Exercise goal: Reproduce the data from the line containing "Expected output: one marker per instance of the bright" through the end of the data.

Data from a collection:
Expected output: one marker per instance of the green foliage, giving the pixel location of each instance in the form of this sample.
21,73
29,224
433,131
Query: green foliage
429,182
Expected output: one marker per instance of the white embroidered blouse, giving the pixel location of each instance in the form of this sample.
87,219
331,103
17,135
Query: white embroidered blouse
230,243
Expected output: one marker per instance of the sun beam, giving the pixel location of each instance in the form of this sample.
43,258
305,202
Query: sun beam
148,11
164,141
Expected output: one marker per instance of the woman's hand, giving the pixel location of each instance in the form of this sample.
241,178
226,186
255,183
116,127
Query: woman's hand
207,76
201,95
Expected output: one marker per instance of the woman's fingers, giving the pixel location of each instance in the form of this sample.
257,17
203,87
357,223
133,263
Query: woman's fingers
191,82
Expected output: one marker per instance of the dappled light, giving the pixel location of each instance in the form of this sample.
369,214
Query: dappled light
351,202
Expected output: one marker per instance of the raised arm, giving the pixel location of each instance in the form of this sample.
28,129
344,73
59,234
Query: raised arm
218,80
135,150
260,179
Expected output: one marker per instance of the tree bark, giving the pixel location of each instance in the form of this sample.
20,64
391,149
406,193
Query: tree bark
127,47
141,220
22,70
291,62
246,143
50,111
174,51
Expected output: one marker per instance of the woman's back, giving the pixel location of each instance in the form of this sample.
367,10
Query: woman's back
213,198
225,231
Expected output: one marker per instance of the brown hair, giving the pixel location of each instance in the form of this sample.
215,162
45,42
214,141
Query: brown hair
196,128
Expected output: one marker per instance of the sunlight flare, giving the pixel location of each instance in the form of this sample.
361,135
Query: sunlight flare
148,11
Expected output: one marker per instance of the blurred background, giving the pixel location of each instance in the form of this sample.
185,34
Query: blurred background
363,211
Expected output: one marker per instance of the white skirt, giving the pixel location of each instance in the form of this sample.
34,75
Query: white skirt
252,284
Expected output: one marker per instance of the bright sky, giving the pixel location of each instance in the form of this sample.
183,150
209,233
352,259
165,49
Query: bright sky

Exercise solution:
Expected output: one marker per instance of the bright sky, giving the pixel location of each instance in the form of this sample.
183,150
209,233
352,259
165,49
Query: bright sky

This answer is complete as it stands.